* _Problem_: Transcribe without any change the part of the records that opens with the line containing "if any rear" and closes with the line containing "242;173;325;291", including both of those lines.

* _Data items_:
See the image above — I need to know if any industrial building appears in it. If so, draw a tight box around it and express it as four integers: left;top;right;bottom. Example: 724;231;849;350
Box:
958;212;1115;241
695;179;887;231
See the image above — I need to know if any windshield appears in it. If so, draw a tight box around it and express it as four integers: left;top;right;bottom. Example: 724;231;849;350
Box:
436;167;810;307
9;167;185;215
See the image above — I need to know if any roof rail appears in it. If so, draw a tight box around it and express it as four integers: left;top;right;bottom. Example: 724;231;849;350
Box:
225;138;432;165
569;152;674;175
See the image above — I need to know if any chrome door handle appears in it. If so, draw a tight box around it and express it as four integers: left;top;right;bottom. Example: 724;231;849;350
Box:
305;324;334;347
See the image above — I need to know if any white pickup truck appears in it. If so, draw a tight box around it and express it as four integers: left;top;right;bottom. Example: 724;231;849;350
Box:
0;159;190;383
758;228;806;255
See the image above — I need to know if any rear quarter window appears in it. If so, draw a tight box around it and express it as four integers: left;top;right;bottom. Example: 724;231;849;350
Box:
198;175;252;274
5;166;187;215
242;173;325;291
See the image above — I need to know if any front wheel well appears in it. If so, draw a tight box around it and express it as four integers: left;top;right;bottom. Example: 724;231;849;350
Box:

* _Answer for this exercise_:
See the image above — I need to know if any rear quarter window appears in it. If so, draw a tight box around it and express it as four integers: left;top;right;bottom. Example: 724;231;849;350
Box:
198;175;252;274
5;166;187;215
242;173;325;291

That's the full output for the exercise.